GOAL: Select every line of the records that contains the string "parrot", and copy each one. Case counts.

Data items:
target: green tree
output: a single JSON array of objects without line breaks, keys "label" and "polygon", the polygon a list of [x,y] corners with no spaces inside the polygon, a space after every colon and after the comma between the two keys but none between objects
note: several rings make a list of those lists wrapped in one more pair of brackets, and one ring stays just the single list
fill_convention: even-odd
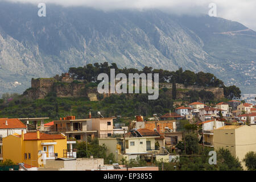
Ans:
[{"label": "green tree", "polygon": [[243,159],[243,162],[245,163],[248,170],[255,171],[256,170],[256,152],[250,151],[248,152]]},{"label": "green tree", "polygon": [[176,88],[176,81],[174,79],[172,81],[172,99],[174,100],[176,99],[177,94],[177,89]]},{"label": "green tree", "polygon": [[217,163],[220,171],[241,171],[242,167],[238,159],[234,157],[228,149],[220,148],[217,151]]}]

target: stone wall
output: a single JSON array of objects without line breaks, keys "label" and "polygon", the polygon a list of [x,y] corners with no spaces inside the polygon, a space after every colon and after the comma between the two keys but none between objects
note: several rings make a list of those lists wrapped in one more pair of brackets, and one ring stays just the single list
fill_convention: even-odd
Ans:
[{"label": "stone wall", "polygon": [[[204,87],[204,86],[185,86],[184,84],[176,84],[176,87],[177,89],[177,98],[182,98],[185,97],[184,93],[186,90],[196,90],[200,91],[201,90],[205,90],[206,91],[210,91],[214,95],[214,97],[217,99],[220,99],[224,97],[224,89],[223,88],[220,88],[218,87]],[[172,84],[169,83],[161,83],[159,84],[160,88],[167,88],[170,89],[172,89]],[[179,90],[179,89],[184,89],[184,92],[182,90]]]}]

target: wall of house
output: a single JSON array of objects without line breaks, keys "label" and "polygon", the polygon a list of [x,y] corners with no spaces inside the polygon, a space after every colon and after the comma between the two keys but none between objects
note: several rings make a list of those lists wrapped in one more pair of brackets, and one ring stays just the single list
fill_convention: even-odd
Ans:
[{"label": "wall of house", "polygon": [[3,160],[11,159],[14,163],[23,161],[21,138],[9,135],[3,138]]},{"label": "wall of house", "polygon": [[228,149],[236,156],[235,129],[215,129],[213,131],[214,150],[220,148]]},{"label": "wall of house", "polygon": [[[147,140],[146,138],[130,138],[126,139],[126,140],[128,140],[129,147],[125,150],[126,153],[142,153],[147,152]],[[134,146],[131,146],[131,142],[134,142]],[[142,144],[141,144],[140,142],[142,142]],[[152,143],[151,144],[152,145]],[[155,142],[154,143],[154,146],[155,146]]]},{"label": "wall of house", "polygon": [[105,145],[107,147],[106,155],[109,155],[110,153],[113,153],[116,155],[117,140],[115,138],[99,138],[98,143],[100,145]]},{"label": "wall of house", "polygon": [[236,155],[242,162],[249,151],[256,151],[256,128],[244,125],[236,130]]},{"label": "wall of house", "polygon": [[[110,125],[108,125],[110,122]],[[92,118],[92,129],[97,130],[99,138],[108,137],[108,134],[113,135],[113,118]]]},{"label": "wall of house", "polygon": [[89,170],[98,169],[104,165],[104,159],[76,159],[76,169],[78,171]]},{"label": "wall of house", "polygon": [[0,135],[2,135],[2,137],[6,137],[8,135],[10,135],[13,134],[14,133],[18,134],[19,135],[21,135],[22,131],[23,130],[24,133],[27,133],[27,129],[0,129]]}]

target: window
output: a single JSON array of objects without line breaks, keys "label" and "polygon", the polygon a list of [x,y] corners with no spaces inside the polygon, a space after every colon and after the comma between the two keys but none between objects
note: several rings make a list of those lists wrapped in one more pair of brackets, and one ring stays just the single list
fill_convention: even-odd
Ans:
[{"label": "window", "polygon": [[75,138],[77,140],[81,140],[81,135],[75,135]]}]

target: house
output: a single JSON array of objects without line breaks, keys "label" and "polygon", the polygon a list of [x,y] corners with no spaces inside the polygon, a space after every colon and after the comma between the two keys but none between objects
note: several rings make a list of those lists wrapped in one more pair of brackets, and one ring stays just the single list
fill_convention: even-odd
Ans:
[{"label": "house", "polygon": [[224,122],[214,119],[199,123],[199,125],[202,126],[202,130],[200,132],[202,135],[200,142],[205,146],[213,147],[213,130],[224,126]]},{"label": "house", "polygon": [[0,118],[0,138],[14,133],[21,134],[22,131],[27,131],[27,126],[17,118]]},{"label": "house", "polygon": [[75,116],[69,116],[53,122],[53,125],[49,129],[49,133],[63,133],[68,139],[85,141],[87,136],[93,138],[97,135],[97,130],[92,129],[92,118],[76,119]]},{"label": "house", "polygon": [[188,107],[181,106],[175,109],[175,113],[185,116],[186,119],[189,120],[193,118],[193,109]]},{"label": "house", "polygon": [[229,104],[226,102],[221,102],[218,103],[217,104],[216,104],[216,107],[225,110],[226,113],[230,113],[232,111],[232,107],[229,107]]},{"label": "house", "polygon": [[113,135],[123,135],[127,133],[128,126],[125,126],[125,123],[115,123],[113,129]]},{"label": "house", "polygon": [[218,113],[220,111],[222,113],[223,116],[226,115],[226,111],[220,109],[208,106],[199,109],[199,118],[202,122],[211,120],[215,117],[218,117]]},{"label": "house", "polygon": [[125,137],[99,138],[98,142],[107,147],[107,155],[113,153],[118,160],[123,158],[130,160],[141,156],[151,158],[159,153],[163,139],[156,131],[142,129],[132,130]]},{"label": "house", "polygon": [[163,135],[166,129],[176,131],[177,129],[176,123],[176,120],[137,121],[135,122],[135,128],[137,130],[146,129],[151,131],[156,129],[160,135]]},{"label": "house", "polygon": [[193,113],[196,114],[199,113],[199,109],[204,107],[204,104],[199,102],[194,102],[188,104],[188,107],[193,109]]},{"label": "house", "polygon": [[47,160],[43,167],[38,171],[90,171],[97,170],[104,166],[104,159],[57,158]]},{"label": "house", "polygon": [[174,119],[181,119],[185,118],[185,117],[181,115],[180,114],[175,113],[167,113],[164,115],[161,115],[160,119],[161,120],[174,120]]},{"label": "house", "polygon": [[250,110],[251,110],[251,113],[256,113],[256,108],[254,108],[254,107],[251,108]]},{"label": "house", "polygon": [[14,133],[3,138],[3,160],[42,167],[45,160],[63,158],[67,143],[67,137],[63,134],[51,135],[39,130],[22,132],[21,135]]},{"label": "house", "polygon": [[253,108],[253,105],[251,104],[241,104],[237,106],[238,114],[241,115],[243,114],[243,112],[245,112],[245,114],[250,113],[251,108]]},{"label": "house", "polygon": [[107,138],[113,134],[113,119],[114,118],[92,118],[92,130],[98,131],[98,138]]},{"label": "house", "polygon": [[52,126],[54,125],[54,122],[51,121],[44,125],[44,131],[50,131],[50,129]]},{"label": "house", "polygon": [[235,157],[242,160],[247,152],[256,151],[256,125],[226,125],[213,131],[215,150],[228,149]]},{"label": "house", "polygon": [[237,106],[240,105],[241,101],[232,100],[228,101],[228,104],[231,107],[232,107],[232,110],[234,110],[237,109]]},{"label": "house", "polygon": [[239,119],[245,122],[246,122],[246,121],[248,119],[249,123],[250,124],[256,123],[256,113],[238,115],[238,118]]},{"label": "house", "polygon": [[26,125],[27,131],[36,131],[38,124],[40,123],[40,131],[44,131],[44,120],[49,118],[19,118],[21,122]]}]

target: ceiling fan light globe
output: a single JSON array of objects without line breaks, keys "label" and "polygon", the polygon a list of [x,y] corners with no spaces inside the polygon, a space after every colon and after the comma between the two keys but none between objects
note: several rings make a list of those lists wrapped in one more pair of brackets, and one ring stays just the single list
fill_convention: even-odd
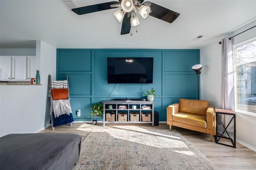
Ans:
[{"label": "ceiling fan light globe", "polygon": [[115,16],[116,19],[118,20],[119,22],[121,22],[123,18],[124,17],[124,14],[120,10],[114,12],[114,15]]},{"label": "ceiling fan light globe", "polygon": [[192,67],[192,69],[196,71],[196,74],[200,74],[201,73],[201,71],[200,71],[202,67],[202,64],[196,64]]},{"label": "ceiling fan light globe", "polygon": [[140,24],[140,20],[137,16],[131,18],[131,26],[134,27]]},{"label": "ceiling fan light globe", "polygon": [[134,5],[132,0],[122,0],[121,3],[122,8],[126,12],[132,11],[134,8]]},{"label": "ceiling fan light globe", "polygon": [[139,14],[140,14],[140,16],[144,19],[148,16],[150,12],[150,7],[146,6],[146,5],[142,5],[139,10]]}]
--
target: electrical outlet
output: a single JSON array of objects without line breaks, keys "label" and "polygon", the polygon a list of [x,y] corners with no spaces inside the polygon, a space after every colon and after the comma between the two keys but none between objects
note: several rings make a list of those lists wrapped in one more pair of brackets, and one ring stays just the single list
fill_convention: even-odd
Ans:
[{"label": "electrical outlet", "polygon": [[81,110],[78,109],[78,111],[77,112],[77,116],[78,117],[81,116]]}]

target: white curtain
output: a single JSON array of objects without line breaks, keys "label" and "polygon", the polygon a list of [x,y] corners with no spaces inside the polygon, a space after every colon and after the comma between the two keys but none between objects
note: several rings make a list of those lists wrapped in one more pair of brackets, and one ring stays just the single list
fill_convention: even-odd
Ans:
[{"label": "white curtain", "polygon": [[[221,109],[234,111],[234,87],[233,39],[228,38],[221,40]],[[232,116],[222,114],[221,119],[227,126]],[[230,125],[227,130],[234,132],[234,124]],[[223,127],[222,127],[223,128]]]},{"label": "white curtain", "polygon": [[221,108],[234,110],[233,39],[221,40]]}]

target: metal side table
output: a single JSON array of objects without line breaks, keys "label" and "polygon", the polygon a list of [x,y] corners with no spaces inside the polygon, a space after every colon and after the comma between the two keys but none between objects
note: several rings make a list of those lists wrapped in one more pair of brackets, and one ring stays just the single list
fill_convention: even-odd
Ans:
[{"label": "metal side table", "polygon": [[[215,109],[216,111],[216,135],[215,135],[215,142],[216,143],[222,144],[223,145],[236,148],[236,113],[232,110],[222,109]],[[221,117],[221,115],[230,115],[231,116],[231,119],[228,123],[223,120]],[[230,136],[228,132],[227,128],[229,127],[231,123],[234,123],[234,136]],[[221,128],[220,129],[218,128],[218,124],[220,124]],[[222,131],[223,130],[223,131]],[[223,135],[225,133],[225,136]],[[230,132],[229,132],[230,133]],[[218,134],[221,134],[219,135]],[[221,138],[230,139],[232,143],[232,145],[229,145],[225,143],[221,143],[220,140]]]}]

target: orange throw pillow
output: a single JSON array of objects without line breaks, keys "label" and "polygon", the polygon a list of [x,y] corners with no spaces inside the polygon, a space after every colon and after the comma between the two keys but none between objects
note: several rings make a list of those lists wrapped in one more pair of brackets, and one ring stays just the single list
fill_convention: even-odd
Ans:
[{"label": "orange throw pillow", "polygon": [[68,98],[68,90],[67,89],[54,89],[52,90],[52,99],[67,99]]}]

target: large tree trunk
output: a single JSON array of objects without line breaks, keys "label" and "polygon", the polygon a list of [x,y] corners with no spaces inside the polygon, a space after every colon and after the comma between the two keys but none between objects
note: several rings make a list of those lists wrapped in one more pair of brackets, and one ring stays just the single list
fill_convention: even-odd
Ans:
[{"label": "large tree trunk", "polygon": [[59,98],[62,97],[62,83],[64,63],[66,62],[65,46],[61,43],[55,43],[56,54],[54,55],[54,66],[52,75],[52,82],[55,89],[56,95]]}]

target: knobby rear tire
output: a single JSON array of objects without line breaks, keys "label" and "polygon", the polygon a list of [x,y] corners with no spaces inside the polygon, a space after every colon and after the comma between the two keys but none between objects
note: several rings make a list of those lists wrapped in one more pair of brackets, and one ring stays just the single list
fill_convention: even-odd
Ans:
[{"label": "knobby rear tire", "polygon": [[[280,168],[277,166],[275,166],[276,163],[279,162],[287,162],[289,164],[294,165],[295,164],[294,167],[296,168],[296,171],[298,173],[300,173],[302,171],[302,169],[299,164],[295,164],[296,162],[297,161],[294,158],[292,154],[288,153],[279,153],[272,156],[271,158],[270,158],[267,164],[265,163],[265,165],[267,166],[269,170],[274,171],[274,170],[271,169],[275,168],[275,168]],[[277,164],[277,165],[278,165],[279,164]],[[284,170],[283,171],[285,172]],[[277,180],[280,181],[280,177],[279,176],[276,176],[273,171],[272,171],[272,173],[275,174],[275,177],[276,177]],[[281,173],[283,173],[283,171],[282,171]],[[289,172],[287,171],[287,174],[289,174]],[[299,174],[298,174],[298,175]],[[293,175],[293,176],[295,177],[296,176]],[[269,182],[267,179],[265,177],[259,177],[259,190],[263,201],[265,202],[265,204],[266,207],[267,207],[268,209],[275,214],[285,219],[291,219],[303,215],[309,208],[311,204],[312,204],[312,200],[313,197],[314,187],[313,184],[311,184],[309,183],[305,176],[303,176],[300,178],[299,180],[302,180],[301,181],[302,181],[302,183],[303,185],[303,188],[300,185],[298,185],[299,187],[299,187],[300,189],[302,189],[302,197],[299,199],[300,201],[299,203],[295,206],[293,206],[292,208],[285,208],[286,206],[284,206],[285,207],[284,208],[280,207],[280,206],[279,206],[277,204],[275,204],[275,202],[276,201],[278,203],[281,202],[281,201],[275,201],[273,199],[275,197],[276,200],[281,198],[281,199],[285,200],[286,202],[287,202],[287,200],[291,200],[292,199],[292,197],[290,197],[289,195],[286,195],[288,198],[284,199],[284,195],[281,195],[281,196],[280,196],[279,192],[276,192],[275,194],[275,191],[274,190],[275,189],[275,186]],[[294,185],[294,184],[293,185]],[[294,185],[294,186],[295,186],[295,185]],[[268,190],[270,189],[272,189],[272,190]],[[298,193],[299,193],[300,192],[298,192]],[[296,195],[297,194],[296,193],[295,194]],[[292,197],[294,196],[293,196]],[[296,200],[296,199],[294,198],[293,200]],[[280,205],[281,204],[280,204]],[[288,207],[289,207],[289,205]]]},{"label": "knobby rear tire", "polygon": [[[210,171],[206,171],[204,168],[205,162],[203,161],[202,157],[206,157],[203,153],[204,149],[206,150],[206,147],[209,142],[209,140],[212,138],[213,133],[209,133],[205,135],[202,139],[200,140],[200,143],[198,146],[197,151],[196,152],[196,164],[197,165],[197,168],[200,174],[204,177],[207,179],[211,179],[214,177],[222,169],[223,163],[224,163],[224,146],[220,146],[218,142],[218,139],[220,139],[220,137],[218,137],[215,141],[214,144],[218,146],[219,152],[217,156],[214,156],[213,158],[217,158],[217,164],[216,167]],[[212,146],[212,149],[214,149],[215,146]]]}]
==
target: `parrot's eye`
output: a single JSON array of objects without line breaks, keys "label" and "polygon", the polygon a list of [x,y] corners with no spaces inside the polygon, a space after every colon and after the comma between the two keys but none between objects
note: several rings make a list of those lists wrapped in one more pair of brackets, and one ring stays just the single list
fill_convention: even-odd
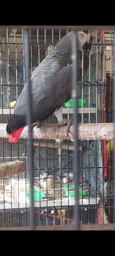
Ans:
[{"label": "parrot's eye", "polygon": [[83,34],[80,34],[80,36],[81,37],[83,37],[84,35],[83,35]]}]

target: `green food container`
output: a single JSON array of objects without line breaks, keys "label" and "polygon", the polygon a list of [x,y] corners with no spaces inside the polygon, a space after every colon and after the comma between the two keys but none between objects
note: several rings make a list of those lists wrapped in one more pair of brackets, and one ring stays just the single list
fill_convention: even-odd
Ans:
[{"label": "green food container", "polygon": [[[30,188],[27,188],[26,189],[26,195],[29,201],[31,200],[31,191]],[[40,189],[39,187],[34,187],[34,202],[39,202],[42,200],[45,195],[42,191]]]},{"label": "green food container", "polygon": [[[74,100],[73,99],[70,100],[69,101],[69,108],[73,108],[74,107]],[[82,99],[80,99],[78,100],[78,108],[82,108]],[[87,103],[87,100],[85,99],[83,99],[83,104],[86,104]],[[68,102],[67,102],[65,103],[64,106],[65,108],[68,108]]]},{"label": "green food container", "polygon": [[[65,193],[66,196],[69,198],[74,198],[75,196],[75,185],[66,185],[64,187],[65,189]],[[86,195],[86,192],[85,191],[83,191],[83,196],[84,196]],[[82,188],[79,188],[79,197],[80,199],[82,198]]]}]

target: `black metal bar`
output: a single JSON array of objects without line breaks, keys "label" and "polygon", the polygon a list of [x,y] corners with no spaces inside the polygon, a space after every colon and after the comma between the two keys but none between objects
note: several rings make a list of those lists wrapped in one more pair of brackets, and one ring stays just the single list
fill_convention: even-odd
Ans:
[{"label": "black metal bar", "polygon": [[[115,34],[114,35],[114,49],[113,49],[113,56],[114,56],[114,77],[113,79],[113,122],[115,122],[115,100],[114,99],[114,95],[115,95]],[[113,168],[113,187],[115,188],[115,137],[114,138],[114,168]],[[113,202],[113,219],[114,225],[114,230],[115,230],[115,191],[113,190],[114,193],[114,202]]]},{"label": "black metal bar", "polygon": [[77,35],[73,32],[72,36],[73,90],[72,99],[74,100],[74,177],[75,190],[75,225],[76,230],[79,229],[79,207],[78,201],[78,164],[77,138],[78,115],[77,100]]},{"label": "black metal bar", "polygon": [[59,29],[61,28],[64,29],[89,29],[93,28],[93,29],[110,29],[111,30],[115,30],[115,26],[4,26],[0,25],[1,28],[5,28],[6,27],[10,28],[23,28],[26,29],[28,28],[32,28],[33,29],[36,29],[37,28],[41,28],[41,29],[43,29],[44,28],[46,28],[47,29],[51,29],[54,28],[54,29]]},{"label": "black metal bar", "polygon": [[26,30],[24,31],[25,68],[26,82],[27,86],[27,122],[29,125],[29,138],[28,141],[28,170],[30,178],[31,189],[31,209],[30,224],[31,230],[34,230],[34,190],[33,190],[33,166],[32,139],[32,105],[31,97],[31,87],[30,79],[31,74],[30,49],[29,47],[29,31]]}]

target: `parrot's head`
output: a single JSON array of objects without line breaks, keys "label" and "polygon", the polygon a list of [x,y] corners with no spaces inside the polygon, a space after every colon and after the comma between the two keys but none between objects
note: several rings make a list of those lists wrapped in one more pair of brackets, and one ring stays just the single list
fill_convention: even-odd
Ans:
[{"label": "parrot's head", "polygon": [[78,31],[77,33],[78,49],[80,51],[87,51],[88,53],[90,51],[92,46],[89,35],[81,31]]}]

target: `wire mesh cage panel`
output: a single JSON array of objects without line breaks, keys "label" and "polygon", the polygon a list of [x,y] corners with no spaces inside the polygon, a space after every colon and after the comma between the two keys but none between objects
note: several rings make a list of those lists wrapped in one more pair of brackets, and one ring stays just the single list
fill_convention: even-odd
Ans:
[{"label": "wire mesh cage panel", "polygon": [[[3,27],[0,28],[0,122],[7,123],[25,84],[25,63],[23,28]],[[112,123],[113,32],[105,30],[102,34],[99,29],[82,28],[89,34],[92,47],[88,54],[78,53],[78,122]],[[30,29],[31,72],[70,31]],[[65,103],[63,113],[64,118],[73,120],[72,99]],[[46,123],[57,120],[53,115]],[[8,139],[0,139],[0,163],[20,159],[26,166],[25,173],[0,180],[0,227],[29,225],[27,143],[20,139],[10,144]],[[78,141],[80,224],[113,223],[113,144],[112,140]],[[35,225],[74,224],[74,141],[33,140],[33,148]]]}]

EXERCISE RESULT:
target: `parrot's eye`
[{"label": "parrot's eye", "polygon": [[83,34],[80,34],[80,36],[81,37],[83,37],[84,35],[83,35]]}]
target: `parrot's head`
[{"label": "parrot's head", "polygon": [[78,31],[77,33],[78,49],[80,51],[87,51],[88,53],[90,51],[92,46],[89,35],[81,31]]}]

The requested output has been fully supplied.